EXERCISE INSTRUCTIONS — List every line of the entries below that contains the string "lamp".

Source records
** Begin **
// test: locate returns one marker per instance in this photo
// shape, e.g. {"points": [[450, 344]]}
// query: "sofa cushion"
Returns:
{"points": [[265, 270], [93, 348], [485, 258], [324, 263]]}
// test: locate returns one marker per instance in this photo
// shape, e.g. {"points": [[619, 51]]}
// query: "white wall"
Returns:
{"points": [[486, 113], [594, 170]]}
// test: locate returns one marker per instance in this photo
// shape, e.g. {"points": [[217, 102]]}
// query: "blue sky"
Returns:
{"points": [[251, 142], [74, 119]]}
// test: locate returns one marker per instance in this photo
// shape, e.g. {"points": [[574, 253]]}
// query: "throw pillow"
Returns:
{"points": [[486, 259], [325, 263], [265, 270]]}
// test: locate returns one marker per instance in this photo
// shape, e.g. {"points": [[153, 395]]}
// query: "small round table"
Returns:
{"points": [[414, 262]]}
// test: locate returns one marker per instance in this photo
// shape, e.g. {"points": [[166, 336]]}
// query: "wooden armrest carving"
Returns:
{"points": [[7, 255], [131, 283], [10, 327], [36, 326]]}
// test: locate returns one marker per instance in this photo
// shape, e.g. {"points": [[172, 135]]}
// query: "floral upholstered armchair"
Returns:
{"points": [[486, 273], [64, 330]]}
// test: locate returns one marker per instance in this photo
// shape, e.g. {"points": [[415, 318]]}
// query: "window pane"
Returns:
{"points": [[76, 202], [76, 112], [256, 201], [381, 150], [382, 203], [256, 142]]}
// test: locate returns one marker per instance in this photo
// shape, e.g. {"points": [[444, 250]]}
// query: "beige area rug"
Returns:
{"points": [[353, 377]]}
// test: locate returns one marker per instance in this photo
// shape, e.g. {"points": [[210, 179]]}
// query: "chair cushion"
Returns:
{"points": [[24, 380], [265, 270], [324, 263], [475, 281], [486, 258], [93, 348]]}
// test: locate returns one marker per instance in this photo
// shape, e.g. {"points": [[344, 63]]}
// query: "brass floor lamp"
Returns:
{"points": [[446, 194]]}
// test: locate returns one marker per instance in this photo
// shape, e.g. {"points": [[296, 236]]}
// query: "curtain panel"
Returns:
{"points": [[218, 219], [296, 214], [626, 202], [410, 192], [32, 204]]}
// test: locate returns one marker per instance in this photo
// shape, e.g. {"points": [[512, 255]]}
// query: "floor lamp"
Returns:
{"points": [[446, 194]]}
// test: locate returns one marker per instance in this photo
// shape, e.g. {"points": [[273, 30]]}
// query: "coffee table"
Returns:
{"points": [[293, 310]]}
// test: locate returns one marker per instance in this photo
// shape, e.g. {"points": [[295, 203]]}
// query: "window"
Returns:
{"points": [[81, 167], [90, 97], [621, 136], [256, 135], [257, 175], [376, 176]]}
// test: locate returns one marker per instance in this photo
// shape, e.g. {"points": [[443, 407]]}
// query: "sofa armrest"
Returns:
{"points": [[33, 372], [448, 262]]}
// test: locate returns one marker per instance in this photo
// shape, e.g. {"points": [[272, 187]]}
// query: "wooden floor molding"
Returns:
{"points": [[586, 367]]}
** End **
RESPONSE FOR THIS EXERCISE —
// query: "brass floor lamp"
// query: "floor lamp"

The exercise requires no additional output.